### Text section
==================================================
By searching miRDB with the 11 microRNAs in the classifier, 186 unique gene targets were identified. These targets were mostly associated with metabolic process (GO:0008152, 100 targets), cellular process (GO:0009987, 70 targets) and cell communication (GO:0007154, 54 targets) (Fig. 3). Six microRNAs were down-regulated (hsa-miR-146a-5p, −199-3p, −376a-3p, 339-5p, 28-3p, and let-7d-3p), which would result in enhanced expression of the target genes. Five microRNAs were up-regulated (hsa-miR-375, −10b-5p, −10a-5p, −505-3p, and -let7b -5p), which would result in repression of the target genes.
Role of miRNA target genes. Categories of miRNA gene targets from miRDB (microRNA target prediction and annotation database). A prediction score of ≥80 was required
Discussion
This study identified that the serum of patients with benign thyroid tumors showed statistically significant down-regulation of miR-150-5p and miR-342-3p, and up-regulation of miR-let7b-5p and miR-191-5p compared to controls. The serum of patients with PTC also showed deregulation of these miRNA, with additional down-regulation of miR-146a-5p and up-regulation of miR-93-5p. Most importantly, there was statistically significant down-regulation of miR-146a-5p and miR-199b-3p and up-regulation of let7b-5p and miR-10a-5p when comparing PTC serum to that of patients with benign tumors using limma and t-tests. These are the standard tests used in miRNA literature. Unfortunately, these differences between miRNA between benign and PTC patients did not reach significance with the addition of adjusted p-value for multiple comparators.
==================================================
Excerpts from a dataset
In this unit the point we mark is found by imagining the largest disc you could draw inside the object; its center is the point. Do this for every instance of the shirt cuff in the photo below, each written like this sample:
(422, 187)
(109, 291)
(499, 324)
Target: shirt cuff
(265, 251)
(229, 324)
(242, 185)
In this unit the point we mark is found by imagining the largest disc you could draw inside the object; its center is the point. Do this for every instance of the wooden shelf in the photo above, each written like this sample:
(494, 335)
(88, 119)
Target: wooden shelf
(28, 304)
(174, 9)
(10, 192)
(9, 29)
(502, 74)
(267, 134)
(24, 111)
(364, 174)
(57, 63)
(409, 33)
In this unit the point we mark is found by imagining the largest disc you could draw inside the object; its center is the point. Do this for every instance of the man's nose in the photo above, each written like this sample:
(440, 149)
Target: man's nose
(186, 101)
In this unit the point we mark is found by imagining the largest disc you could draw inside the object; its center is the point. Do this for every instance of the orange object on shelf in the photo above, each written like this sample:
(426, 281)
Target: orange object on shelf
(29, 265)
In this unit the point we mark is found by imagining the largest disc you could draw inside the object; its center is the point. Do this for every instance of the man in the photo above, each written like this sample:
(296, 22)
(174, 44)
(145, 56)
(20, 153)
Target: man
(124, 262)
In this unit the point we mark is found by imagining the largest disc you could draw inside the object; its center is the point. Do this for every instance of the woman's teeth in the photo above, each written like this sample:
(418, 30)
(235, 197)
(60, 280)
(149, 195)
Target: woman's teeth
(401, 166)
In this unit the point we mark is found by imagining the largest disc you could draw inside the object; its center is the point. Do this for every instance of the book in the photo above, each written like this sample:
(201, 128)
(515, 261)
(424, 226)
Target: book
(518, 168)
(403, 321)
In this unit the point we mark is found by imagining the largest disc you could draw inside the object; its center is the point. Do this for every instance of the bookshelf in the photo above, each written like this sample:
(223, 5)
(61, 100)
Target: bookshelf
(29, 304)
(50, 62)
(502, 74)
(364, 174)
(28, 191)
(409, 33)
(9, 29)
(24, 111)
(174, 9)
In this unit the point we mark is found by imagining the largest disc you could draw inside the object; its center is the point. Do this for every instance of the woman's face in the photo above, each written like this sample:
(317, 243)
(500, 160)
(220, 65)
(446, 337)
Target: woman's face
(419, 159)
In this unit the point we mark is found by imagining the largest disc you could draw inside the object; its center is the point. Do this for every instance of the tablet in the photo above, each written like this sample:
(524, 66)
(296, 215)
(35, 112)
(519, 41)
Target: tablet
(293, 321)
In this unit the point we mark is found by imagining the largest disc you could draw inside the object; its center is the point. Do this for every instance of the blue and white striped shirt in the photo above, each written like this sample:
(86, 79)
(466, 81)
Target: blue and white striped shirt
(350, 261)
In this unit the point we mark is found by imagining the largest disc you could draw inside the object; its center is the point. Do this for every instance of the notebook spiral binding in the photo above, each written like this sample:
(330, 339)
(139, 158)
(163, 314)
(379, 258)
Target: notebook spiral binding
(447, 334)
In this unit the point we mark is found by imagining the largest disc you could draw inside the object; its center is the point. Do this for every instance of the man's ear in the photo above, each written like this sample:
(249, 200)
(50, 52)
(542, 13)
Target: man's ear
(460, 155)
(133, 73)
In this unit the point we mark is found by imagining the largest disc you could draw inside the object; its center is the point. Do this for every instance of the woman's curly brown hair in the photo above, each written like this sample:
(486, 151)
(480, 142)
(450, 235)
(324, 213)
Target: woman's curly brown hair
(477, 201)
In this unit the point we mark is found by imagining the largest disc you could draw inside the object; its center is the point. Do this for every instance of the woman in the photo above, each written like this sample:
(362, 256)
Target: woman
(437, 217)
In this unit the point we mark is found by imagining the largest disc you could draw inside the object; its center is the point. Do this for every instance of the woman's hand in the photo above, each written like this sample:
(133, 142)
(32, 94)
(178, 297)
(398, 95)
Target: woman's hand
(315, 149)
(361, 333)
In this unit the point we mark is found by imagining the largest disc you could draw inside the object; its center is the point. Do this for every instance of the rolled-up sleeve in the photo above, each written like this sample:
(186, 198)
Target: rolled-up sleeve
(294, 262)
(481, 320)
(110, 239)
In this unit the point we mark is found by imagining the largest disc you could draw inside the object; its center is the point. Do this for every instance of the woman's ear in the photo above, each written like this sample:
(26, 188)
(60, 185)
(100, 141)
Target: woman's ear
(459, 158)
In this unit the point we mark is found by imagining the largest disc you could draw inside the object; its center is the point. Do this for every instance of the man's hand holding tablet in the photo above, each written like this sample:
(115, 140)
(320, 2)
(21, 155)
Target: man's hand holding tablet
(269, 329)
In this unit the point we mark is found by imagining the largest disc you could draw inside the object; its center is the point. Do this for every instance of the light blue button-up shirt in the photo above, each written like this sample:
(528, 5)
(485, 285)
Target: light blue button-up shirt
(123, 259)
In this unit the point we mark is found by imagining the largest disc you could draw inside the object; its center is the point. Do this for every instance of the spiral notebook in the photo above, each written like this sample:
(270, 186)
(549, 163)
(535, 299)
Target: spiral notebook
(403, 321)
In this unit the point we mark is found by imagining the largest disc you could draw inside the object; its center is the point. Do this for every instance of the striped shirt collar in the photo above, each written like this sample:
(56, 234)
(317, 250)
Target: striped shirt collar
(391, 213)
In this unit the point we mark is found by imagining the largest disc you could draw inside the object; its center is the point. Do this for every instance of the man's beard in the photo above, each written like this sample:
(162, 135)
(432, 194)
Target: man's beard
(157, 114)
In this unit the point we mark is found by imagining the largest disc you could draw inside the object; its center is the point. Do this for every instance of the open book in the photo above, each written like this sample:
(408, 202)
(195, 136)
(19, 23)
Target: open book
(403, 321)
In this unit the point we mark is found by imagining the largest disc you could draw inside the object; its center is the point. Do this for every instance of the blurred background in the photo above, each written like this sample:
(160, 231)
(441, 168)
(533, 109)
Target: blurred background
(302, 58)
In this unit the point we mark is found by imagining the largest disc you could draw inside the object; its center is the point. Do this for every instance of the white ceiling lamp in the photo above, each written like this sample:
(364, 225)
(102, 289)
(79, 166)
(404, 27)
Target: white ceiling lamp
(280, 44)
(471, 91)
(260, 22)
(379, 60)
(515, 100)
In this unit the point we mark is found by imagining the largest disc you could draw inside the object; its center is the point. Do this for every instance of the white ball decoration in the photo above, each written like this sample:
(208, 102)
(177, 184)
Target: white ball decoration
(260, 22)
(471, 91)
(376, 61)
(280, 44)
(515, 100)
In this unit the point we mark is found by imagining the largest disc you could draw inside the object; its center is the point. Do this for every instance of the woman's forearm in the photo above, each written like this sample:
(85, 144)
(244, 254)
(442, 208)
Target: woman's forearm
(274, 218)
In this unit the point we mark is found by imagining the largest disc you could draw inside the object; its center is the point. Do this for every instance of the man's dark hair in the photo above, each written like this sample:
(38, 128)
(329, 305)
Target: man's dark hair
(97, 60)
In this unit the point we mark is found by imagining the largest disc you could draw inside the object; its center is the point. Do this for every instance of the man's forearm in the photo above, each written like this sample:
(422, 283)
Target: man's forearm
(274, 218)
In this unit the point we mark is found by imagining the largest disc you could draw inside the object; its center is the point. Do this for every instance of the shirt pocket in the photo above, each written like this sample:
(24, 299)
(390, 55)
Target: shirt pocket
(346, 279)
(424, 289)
==================================================
### Exercise instructions
- a) Answer these from the text on thyroid microRNAs:
(i) How many unique gene targets were found by searching miRDB with the microRNAs in the classifier?
(ii) What prediction score was required for the categories of miRNA gene targets?
(iii) Which tests were used to compare PTC serum to that of patients with benign tumors?
- b) Reproduce the text on thyroid microRNAs from "By searching miRDB" up to and including "repression of the target genes.".
The records have nothing to do with the text on thyroid microRNAs.

### Exercise answers
- a)
(i) 186
(ii) A score of 80 or higher (≥80)
(iii) Limma and t-tests

- b)
By searching miRDB with the 11 microRNAs in the classifier, 186 unique gene targets were identified. These targets were mostly associated with metabolic process (GO:0008152, 100 targets), cellular process (GO:0009987, 70 targets) and cell communication (GO:0007154, 54 targets) (Fig. 3). Six microRNAs were down-regulated (hsa-miR-146a-5p, −199-3p, −376a-3p, 339-5p, 28-3p, and let-7d-3p), which would result in enhanced expression of the target genes. Five microRNAs were up-regulated (hsa-miR-375, −10b-5p, −10a-5p, −505-3p, and -let7b -5p), which would result in repression of the target genes.